Stored items
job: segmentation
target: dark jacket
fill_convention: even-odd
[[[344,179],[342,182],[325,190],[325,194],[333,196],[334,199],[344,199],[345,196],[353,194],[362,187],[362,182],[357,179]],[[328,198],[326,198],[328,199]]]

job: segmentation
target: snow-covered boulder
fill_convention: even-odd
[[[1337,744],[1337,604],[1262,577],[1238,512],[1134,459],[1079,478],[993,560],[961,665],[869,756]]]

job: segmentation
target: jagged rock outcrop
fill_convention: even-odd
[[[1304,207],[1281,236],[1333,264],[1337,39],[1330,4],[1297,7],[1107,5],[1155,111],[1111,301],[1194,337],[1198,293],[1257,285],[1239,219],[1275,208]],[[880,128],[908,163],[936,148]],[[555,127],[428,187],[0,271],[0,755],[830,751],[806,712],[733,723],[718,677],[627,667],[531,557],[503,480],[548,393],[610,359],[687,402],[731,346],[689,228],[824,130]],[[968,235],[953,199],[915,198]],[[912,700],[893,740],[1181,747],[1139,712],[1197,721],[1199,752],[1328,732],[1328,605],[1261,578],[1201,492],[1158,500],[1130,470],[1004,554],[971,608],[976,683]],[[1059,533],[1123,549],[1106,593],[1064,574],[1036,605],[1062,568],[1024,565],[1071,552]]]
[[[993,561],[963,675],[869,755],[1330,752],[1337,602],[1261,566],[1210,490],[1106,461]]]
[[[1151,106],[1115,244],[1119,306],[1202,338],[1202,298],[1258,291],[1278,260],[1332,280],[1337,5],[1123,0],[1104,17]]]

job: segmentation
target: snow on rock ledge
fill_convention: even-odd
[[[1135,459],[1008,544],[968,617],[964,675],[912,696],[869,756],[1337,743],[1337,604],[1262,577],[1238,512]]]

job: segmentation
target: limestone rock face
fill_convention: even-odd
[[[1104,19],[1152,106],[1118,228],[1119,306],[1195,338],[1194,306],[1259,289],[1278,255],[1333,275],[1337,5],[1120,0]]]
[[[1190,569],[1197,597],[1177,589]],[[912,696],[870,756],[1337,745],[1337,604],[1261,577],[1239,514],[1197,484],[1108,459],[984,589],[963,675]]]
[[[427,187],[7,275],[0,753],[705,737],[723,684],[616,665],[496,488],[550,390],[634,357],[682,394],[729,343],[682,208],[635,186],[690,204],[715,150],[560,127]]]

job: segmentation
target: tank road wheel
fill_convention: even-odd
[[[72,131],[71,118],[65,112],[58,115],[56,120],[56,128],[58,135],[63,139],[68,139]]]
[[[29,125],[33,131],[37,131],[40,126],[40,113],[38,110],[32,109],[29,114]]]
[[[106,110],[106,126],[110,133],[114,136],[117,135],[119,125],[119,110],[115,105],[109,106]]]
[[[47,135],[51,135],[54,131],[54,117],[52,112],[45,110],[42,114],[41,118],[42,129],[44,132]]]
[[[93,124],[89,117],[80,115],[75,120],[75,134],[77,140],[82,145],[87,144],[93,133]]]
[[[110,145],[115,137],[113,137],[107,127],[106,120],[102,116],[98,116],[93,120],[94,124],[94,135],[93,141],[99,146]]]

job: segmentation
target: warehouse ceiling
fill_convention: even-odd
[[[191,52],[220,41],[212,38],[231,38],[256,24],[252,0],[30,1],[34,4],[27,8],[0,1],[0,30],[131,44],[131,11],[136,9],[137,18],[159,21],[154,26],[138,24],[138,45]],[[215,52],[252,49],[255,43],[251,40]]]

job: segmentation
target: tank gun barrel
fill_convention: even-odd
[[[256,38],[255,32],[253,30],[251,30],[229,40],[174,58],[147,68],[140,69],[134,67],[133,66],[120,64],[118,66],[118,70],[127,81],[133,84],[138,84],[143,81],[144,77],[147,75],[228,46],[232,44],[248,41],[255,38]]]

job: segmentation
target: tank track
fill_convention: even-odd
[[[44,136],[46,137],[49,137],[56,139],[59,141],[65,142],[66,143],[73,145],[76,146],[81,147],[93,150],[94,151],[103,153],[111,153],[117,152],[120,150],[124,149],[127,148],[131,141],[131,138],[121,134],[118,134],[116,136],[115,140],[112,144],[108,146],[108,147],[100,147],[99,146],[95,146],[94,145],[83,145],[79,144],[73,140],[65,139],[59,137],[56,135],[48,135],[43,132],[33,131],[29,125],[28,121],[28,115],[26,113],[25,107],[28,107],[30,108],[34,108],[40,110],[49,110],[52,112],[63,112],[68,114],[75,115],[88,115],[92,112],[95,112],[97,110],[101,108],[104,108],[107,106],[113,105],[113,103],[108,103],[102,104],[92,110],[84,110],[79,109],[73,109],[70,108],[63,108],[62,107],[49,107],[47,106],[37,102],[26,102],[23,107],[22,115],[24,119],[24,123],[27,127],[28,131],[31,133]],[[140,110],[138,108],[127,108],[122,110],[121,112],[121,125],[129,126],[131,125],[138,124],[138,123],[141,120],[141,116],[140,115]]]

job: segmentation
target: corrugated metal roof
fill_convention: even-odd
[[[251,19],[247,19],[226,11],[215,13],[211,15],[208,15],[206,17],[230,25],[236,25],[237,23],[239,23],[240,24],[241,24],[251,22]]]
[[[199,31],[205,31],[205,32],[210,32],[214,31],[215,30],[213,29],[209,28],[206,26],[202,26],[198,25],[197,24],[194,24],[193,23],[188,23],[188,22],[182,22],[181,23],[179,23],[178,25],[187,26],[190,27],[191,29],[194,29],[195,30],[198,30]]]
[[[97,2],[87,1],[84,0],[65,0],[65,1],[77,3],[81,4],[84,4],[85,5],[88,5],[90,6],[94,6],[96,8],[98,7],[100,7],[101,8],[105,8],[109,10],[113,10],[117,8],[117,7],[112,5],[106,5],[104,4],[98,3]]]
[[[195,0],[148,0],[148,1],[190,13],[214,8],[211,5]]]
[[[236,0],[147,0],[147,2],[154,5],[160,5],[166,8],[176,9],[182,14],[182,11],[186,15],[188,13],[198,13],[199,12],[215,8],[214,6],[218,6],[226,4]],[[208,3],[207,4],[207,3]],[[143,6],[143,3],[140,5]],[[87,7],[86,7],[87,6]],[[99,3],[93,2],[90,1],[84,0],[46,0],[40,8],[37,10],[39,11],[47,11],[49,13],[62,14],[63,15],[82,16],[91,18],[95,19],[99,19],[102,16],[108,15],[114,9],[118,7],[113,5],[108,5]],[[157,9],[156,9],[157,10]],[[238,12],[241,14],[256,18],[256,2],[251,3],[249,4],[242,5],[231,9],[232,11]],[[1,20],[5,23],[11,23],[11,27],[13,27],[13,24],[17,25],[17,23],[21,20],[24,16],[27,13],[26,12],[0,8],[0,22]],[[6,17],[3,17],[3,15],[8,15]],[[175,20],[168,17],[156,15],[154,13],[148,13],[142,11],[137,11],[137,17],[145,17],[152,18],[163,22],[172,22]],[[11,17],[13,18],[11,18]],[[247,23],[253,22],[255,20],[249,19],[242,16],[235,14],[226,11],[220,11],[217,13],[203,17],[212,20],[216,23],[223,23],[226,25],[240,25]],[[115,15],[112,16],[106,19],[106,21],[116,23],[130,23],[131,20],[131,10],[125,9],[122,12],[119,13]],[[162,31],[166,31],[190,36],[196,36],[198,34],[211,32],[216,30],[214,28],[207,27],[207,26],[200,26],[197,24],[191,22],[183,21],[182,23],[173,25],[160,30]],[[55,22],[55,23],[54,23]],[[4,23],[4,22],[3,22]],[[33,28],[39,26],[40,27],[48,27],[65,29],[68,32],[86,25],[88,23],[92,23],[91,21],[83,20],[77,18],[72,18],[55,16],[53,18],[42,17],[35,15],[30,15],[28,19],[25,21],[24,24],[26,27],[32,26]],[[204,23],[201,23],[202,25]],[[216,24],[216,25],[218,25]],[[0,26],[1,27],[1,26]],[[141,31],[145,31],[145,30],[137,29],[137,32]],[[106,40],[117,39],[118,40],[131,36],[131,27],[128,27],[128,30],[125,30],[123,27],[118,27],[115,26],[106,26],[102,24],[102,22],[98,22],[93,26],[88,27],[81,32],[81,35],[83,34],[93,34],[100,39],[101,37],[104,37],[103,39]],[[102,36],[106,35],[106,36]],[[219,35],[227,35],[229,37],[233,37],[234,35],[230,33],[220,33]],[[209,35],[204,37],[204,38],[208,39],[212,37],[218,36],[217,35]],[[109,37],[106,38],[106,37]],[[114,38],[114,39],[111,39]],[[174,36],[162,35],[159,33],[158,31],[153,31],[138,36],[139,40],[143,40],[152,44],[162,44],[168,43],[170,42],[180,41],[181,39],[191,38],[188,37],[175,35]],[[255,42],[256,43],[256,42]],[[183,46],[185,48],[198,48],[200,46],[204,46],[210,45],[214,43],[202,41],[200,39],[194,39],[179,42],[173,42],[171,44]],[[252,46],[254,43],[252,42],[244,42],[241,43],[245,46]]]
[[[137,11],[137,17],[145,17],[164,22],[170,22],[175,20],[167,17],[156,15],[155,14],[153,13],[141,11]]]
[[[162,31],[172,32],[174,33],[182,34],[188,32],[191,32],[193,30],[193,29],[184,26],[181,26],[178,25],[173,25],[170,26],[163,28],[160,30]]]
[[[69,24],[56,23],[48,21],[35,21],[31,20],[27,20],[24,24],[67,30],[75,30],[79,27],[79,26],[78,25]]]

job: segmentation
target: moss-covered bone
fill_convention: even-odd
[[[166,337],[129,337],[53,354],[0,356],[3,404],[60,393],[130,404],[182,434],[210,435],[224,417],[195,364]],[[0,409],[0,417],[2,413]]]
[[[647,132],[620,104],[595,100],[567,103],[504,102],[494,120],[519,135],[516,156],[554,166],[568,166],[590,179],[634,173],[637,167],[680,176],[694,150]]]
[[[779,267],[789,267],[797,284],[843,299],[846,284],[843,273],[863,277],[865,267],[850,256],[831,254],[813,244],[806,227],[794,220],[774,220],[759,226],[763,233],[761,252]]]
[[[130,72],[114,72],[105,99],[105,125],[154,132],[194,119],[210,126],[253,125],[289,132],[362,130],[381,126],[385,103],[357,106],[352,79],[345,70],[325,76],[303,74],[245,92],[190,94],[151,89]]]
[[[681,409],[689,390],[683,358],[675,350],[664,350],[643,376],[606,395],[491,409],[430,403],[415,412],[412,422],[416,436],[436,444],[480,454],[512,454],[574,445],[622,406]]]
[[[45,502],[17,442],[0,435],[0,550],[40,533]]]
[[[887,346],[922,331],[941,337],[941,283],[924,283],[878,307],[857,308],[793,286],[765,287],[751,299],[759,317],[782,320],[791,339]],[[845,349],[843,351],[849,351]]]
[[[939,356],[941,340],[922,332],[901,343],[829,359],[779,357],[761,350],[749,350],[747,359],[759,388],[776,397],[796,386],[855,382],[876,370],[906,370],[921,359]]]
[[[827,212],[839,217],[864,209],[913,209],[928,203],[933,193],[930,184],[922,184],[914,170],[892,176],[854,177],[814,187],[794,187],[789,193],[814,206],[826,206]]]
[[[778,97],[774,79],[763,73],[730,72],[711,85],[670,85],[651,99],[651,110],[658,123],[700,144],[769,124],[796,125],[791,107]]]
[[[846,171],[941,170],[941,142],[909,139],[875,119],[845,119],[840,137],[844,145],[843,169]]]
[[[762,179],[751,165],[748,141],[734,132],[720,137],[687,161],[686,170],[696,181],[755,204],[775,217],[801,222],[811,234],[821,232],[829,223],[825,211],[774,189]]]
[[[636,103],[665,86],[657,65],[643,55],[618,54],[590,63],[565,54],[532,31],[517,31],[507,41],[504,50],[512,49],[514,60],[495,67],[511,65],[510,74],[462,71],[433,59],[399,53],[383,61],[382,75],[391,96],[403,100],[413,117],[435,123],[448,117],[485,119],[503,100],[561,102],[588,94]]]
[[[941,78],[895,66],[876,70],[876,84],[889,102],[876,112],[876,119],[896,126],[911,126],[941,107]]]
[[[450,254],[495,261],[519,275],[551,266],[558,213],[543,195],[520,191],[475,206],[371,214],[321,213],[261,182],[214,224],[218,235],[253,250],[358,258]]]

STATED EXERCISE - Locate each line in the entries above that contains the string "covered", and copy those lines.

TASK OUTPUT -
target: snow-covered boulder
target: moss-covered bone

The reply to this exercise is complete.